## Start
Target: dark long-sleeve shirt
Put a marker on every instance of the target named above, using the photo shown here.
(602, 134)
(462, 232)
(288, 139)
## End
## Start
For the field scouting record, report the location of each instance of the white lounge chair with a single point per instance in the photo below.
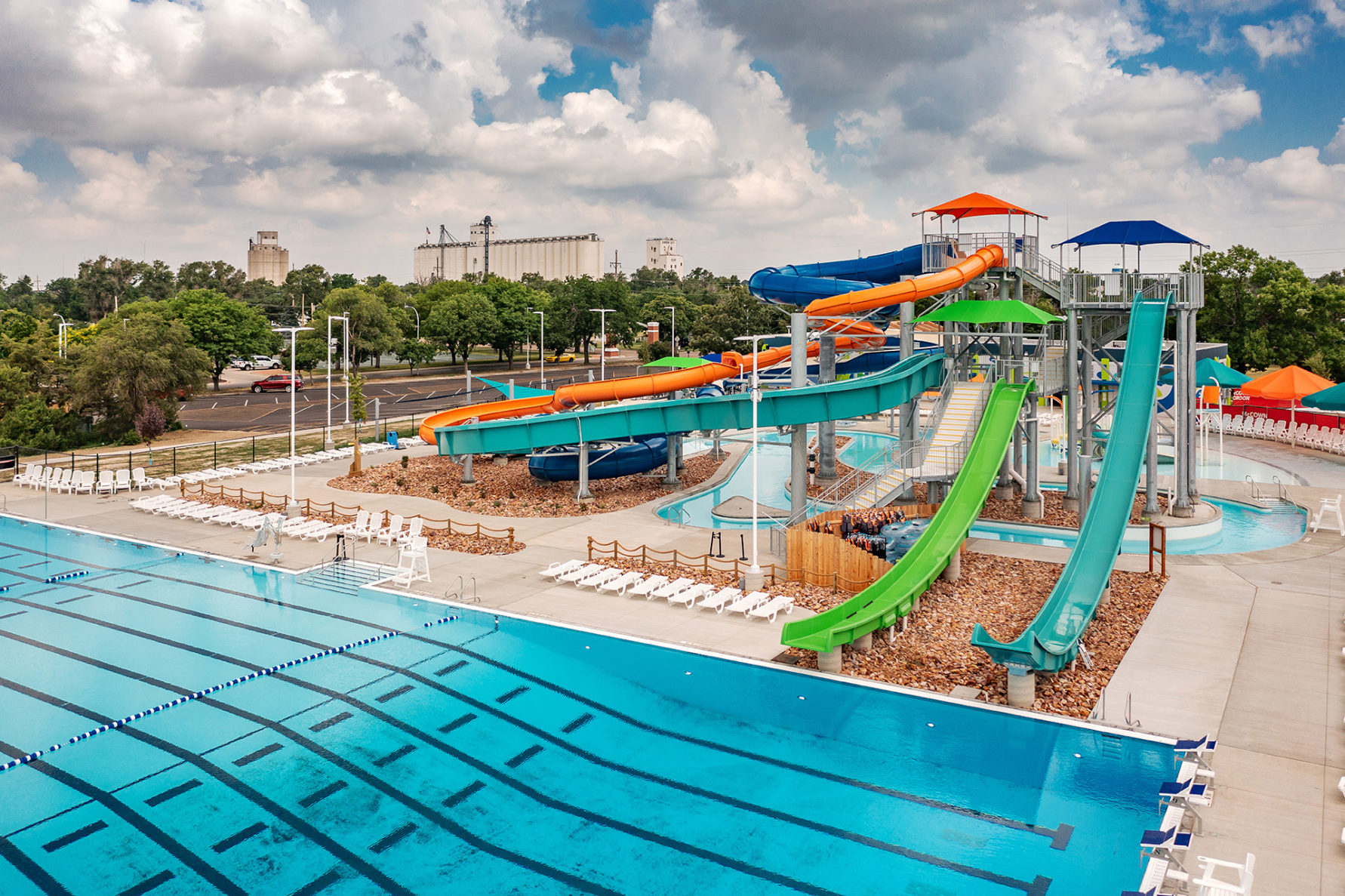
## End
◆ AIM ◆
Count the lines in the records above that contain the word "instance". Reply with the number alone.

◆ CORRECT RESULT ◆
2